Named object pointing entries
+===+
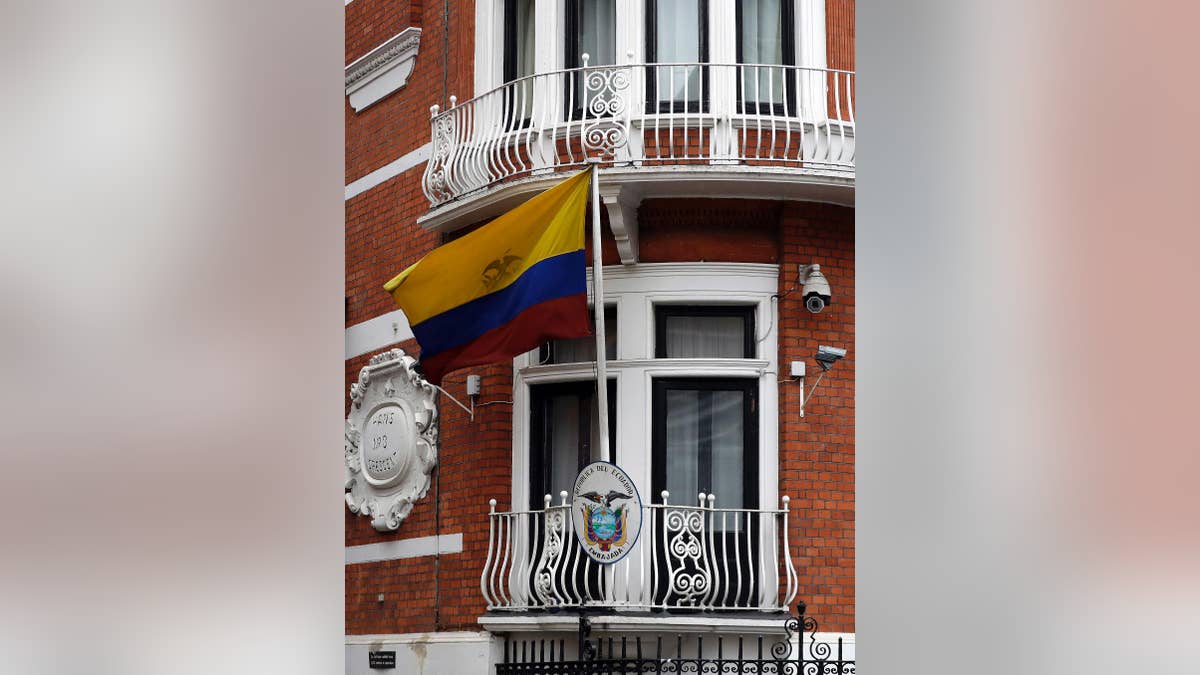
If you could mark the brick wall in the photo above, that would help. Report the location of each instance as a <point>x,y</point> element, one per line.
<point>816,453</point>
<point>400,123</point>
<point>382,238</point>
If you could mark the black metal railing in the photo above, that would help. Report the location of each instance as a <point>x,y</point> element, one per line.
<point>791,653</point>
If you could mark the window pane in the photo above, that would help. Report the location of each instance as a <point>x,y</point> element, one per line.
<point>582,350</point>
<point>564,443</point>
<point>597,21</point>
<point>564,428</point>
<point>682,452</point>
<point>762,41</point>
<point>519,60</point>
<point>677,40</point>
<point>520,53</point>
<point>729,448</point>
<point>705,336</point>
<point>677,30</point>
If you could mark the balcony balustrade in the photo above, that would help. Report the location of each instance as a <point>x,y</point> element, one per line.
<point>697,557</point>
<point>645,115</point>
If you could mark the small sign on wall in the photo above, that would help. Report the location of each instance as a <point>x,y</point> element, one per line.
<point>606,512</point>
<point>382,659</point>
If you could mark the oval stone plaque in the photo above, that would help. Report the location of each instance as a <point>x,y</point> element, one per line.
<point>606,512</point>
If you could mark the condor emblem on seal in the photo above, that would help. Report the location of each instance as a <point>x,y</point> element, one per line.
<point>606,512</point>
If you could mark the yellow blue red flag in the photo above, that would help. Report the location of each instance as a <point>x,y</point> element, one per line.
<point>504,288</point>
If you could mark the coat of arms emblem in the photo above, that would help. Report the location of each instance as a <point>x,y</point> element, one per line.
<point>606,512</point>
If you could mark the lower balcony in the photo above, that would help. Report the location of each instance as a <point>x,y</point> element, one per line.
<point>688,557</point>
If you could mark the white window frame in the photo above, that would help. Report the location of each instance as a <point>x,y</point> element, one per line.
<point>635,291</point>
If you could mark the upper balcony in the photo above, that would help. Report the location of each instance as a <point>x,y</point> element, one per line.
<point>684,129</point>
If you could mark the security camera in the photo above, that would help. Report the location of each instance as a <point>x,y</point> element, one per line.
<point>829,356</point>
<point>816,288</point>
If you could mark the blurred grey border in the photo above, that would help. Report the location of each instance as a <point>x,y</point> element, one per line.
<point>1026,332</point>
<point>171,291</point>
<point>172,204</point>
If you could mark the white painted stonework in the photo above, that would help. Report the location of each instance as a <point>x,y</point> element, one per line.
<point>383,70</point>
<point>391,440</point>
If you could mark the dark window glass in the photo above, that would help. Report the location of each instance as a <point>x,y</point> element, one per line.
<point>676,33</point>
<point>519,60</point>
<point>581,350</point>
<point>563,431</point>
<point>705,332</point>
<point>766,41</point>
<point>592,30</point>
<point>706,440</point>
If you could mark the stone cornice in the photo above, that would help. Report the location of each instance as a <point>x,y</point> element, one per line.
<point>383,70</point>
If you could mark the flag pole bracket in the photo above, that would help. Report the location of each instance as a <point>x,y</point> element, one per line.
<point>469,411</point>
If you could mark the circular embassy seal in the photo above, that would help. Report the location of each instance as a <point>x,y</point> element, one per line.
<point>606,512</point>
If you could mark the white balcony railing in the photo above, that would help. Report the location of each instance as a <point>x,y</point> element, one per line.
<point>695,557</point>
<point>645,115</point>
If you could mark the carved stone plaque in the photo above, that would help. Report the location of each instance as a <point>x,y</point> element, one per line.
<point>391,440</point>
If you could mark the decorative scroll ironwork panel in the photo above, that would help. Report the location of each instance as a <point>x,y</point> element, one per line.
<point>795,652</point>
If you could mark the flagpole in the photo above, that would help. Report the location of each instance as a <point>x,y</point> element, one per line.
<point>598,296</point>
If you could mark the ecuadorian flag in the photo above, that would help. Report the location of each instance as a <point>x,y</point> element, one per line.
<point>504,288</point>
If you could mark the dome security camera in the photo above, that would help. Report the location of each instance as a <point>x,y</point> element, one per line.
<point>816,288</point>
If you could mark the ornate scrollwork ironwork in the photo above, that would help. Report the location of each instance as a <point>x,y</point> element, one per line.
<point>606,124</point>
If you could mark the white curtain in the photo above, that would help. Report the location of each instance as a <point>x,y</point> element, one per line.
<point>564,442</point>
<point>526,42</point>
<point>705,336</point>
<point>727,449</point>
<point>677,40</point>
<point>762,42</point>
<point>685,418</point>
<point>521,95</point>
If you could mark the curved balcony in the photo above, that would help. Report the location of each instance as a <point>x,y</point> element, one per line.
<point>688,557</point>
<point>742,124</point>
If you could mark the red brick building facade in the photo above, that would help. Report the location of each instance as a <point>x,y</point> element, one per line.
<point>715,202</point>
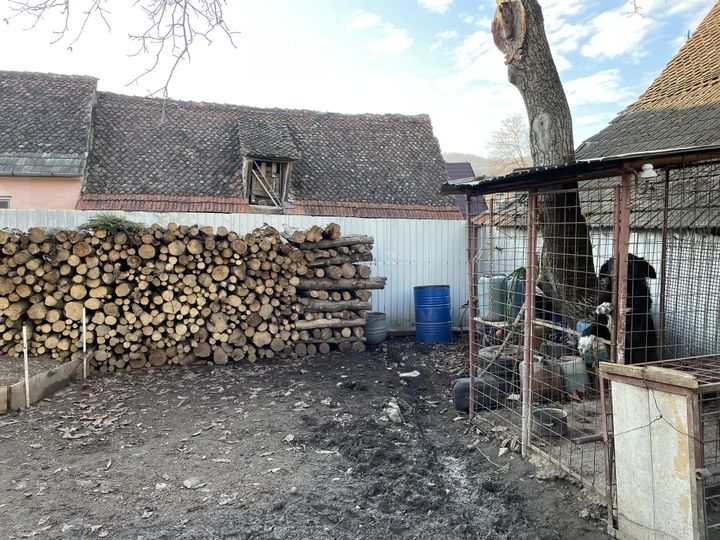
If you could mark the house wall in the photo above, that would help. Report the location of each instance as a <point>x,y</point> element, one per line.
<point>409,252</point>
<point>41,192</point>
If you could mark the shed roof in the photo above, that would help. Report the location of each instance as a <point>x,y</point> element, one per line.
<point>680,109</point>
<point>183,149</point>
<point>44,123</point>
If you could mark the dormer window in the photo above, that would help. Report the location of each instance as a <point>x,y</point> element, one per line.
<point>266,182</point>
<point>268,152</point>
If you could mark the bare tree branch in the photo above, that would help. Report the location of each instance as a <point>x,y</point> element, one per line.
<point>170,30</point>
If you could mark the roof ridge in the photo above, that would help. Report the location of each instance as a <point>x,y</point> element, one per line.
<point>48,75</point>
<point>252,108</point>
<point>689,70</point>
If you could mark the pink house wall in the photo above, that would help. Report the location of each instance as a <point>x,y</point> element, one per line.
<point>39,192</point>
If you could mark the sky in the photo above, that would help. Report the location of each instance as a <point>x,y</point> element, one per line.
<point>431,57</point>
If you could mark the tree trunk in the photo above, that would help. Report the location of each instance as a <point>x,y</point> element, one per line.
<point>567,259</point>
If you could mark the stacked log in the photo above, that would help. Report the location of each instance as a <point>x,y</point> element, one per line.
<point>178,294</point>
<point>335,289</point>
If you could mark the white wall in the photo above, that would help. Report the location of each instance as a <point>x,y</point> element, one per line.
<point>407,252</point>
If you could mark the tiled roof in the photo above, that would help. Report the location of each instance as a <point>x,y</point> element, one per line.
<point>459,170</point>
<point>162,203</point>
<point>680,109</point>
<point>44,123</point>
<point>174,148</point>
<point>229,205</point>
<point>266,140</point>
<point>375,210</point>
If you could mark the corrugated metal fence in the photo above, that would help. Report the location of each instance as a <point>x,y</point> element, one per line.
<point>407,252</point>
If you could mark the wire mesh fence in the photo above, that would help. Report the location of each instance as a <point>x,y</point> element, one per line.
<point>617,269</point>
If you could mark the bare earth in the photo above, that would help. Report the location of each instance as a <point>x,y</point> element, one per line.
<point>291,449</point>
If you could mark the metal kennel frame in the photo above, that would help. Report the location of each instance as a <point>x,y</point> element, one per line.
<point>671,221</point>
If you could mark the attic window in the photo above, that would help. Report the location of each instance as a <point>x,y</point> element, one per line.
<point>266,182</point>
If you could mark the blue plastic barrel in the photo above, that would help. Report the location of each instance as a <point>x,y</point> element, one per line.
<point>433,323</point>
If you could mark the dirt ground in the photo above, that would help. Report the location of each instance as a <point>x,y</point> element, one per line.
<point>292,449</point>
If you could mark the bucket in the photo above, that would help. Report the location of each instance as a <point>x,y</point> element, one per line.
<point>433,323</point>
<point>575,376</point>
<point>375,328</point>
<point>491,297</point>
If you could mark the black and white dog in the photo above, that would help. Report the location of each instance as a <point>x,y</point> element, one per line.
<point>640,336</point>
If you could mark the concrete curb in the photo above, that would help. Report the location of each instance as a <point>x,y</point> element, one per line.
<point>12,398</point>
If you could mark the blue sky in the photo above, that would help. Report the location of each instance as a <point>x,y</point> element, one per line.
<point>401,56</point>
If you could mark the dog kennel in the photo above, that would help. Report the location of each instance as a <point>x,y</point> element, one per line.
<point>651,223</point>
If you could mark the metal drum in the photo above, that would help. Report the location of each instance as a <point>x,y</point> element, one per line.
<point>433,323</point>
+===+
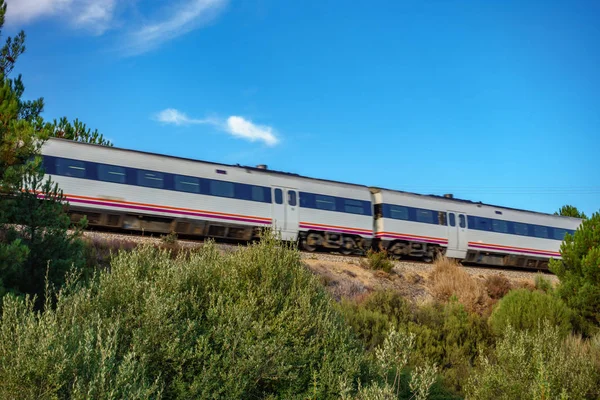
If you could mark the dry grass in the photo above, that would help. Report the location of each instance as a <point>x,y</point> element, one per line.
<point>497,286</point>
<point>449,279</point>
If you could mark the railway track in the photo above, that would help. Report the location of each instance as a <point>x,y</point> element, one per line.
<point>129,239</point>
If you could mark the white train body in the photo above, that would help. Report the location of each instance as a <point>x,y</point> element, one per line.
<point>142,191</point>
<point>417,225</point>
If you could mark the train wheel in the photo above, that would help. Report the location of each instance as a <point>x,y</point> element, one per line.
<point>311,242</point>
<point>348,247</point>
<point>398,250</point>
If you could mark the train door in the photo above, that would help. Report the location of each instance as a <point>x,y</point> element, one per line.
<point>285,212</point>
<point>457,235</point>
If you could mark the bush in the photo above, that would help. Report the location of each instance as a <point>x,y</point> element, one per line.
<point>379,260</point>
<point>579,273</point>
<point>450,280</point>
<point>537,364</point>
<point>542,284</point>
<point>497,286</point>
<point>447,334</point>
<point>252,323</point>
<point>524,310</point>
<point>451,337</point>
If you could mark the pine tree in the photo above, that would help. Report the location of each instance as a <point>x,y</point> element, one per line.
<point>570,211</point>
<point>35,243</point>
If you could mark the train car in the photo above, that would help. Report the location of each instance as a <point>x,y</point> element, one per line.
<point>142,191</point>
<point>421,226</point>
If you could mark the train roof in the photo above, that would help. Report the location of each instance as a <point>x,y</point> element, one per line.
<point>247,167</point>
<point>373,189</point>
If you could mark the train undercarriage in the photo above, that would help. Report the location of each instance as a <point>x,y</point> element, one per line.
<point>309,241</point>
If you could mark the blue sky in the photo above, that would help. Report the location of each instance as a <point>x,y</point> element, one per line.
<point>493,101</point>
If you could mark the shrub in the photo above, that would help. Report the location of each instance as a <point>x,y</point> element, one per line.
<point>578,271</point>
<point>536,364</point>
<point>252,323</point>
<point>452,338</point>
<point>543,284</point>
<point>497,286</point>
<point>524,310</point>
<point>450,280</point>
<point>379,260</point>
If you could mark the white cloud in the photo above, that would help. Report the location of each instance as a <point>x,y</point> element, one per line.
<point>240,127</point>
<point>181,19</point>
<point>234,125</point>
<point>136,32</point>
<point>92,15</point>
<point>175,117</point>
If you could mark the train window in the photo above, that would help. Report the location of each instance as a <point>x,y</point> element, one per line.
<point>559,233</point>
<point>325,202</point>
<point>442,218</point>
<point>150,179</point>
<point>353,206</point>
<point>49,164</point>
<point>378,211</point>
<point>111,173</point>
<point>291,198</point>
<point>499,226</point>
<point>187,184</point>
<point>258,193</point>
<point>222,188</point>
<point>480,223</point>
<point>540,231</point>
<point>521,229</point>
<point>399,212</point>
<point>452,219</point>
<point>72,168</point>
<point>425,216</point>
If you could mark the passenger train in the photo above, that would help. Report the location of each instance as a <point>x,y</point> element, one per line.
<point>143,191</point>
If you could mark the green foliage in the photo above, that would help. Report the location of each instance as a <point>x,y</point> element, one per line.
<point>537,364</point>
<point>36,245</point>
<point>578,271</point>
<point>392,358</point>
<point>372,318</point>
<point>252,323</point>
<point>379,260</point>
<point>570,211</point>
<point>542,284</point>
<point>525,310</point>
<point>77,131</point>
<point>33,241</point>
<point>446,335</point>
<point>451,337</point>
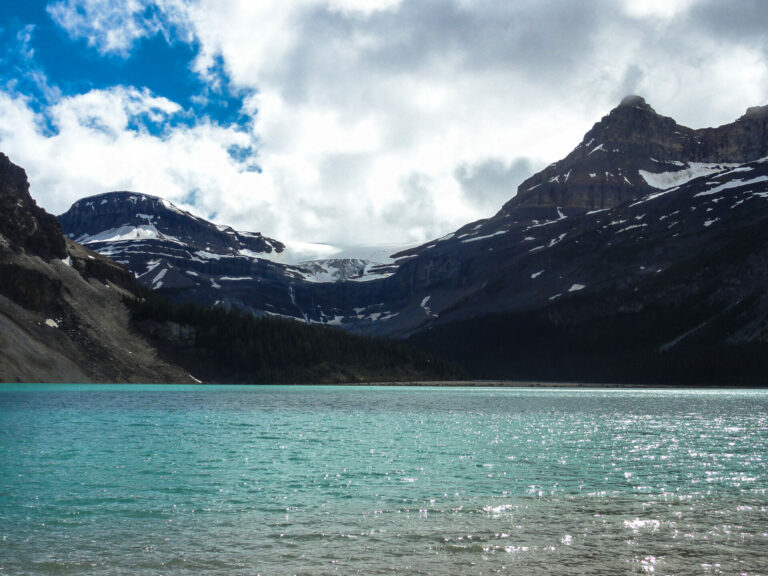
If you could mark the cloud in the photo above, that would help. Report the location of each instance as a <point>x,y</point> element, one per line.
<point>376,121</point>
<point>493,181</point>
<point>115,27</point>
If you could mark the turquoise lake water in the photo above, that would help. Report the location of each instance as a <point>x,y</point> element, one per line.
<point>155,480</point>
+===+
**Set exercise:**
Reproduce without change the lines of the material between the line containing "If you could mark the carved" and the line containing "<point>715,202</point>", inclusive.

**Response for this exercise:**
If you could mark the carved stone plaque in the photo above, that would help. Report the location of each instance as a <point>x,y</point> element, one per line.
<point>391,440</point>
If you could mark the decorative scroll ironwork panel in the photo above, that would help. Report the location of each instance as a <point>x,y</point> element, one per line.
<point>795,652</point>
If you could mark the flagpole in the photo above, that would help. Report the location of each instance as a <point>x,y</point> element, one per line.
<point>598,296</point>
If you could mark the ecuadorian flag in the photo above, that would help. Report the location of each instance as a <point>x,y</point> element, one per line.
<point>504,288</point>
If you could mark the dome security camera in the photo above, that would help. Report the location of each instance as a <point>x,y</point> element, one per line.
<point>816,288</point>
If you could mark the ornate scrollwork ironwork in the photo above, that would help. Report the location of each instance as a <point>x,y</point> element, one per line.
<point>606,124</point>
If you could mark the white curtain in the photo above, that would help. Report the location of each instance as a <point>x,y</point> element, one per line.
<point>564,442</point>
<point>526,42</point>
<point>705,336</point>
<point>727,449</point>
<point>677,40</point>
<point>762,42</point>
<point>685,418</point>
<point>521,95</point>
If you could mark the curved balcony in the photo above, that would help. Report the location of each instance as a <point>x,y</point> element, one per line.
<point>688,557</point>
<point>742,124</point>
If you could mark the red brick building facade in the photo above, that would help. Report the location of each instance as a <point>x,y</point> element, one per line.
<point>715,202</point>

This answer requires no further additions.